*Given request*: Starting at the line that holds "Target: dirt access road", copy every line exactly through the end of the data, and no others.

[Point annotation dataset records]
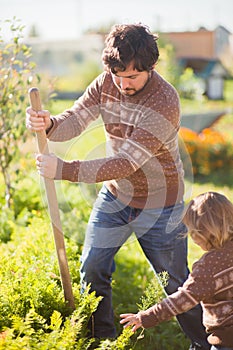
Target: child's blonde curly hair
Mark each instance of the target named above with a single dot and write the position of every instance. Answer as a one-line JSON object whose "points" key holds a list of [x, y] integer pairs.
{"points": [[209, 217]]}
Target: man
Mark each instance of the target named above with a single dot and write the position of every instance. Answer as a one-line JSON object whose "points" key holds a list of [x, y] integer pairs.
{"points": [[142, 172]]}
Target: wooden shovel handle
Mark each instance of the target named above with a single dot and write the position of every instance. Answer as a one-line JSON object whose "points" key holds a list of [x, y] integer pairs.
{"points": [[53, 208]]}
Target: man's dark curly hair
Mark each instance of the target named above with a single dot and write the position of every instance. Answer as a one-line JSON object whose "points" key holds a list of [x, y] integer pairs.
{"points": [[128, 43]]}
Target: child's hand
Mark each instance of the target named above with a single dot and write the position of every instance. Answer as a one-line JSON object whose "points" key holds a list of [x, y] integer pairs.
{"points": [[131, 320]]}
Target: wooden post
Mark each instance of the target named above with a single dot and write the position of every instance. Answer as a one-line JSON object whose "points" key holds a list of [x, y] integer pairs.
{"points": [[53, 209]]}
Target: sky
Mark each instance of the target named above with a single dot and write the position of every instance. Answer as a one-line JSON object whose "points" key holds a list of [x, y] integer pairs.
{"points": [[68, 19]]}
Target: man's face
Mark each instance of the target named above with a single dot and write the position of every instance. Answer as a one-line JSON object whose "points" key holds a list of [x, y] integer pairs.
{"points": [[130, 81]]}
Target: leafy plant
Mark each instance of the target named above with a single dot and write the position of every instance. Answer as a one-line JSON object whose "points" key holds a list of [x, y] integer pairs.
{"points": [[16, 75]]}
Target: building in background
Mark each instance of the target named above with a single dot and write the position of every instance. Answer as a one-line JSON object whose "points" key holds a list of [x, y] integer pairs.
{"points": [[208, 53]]}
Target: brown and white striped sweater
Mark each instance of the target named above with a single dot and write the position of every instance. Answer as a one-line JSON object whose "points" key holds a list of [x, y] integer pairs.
{"points": [[142, 167], [211, 283]]}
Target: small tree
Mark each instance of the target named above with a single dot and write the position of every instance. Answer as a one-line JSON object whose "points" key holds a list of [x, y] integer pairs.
{"points": [[16, 75]]}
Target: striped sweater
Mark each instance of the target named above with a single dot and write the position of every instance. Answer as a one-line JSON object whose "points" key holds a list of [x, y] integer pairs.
{"points": [[211, 283], [142, 166]]}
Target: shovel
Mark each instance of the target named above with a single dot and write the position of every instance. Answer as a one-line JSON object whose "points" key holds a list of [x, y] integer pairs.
{"points": [[53, 209]]}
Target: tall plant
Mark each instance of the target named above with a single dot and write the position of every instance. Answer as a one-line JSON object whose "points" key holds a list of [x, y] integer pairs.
{"points": [[16, 75]]}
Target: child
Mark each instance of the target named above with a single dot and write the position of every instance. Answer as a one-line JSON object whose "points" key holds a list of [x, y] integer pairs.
{"points": [[209, 218]]}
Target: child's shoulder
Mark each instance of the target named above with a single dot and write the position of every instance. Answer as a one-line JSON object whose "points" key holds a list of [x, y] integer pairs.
{"points": [[217, 258]]}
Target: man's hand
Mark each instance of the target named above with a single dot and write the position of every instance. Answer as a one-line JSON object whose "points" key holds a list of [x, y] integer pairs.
{"points": [[47, 165], [131, 320], [37, 121]]}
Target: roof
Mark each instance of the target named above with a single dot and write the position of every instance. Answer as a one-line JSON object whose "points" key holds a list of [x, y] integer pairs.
{"points": [[204, 67], [200, 121]]}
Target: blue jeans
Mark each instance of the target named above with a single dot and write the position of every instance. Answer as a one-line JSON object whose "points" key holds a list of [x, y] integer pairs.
{"points": [[159, 232]]}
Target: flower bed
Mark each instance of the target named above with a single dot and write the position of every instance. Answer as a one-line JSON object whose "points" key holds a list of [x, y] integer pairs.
{"points": [[208, 151]]}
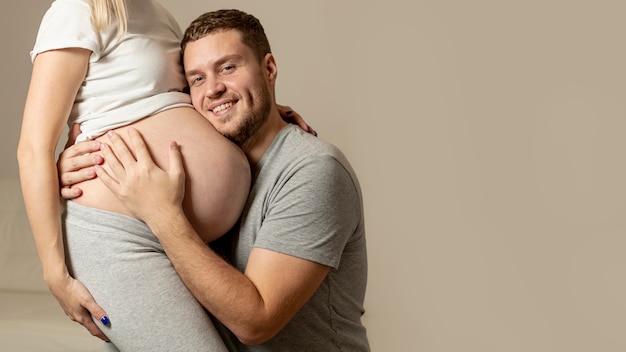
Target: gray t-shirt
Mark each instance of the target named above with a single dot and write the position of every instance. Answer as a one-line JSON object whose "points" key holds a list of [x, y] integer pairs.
{"points": [[306, 202]]}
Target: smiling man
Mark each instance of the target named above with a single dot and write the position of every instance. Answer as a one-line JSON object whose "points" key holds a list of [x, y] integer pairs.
{"points": [[299, 265]]}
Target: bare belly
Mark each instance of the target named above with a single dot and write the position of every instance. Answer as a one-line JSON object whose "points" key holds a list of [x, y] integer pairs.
{"points": [[217, 173]]}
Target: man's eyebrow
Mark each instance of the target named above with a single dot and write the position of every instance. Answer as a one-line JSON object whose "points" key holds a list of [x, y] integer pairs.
{"points": [[217, 63]]}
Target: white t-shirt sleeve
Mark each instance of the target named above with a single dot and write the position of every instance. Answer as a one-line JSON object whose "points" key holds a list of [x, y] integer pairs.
{"points": [[67, 24]]}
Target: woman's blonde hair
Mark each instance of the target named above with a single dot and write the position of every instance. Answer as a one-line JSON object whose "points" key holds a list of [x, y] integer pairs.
{"points": [[106, 12]]}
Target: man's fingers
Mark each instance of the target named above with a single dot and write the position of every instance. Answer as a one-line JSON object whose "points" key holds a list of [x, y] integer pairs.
{"points": [[72, 134], [70, 192], [121, 150], [176, 161], [139, 145]]}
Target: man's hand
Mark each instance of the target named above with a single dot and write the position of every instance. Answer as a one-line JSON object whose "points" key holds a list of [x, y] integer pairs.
{"points": [[147, 191]]}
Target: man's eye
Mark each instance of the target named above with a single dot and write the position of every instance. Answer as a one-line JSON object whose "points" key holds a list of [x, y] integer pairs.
{"points": [[228, 68], [196, 80]]}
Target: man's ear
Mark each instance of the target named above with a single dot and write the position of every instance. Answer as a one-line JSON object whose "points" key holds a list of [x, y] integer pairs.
{"points": [[269, 63]]}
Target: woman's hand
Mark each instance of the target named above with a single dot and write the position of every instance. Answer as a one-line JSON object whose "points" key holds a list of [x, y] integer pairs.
{"points": [[287, 113], [79, 305], [147, 191], [75, 165]]}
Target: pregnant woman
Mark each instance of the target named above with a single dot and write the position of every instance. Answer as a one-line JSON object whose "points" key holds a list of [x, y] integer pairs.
{"points": [[115, 64]]}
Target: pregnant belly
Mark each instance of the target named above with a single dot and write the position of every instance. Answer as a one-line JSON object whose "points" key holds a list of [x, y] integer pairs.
{"points": [[217, 174]]}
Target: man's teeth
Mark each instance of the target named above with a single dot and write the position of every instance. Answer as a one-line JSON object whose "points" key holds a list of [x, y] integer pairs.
{"points": [[222, 107]]}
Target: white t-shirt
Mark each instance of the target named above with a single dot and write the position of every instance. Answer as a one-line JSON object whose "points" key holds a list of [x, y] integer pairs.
{"points": [[129, 78]]}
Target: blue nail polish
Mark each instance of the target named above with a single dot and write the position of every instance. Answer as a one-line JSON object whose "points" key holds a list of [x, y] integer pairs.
{"points": [[105, 320]]}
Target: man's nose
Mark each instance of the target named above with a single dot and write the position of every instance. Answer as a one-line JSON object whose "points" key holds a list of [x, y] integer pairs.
{"points": [[214, 88]]}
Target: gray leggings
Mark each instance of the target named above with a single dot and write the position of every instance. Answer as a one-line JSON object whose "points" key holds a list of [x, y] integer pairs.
{"points": [[126, 270]]}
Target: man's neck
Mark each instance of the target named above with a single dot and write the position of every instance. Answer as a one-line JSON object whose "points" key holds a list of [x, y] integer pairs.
{"points": [[264, 138]]}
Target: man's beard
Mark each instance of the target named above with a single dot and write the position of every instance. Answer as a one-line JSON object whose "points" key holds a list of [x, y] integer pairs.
{"points": [[251, 121]]}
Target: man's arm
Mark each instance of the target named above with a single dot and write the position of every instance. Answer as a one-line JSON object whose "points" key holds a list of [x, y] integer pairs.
{"points": [[254, 305]]}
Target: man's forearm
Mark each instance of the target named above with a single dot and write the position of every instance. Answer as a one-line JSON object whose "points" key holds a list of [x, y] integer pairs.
{"points": [[227, 293]]}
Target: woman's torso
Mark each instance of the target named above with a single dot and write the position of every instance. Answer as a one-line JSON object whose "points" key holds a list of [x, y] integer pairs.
{"points": [[140, 75], [217, 172]]}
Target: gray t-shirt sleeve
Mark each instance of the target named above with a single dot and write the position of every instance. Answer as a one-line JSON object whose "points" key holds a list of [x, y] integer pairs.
{"points": [[312, 214]]}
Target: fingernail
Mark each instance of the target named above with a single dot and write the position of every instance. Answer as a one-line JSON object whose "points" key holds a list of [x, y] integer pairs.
{"points": [[105, 320]]}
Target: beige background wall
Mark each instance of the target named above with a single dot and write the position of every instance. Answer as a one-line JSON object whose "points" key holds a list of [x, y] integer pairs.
{"points": [[488, 137]]}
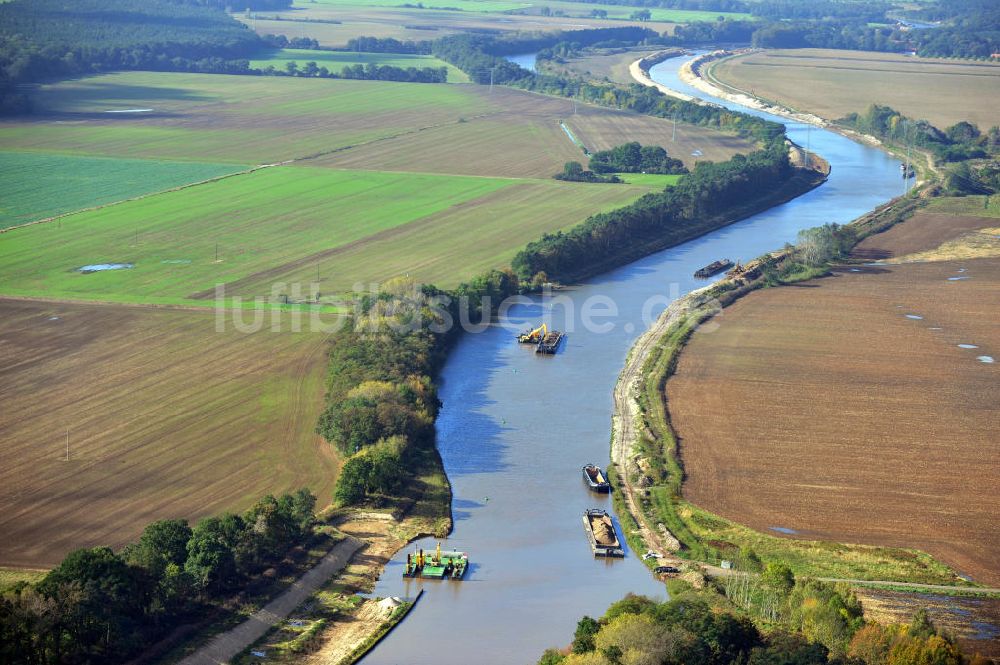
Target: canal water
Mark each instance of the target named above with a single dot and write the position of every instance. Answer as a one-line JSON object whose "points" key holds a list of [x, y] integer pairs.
{"points": [[516, 428]]}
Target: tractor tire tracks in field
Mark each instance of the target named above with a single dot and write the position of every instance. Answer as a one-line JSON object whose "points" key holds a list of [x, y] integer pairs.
{"points": [[224, 647]]}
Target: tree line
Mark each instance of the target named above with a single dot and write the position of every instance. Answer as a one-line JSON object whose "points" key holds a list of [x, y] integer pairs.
{"points": [[815, 623], [956, 143], [99, 605], [366, 72], [636, 158], [674, 215]]}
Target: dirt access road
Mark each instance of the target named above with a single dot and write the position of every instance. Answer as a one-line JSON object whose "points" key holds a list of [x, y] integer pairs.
{"points": [[224, 647]]}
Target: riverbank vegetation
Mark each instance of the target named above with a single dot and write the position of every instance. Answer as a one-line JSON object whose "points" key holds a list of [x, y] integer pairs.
{"points": [[771, 617], [102, 605]]}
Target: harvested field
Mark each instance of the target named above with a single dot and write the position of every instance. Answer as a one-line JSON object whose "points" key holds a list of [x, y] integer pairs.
{"points": [[827, 411], [604, 131], [335, 61], [239, 119], [456, 244], [166, 418], [832, 84], [36, 186], [975, 621], [524, 139], [924, 230]]}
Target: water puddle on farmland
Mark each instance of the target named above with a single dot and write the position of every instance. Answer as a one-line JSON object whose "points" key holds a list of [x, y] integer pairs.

*Reply to the exercise*:
Target: dirt access road
Mark each instance of the target named above with a single dot and write the position of every instance. Answer as a one-line JSON object whose "points" key holds a list of [x, y] integer pairs.
{"points": [[224, 647]]}
Target: riverbank vegetation
Mark each instance of the target named above with a single dot and write the position of every instance. Answer as a one-line JSON object whose "points" key holds a list of [x, y] integer pairs.
{"points": [[771, 617], [102, 605]]}
Target: harvested field
Mark each instance of the target named above with a single dot and write the position of every instance. Answer as a one-line JSON object whose "points" key holds a list of [x, y] integer pairs.
{"points": [[827, 411], [604, 131], [335, 61], [239, 119], [456, 244], [166, 418], [832, 84], [36, 186], [975, 621], [524, 139], [924, 230]]}
Target: water puddle on farmland
Mark each instance of the target named above with a single dot and write the position of every instance. Answer as a one-line JSON object whose "points" key holds a list of [x, y] integer pairs.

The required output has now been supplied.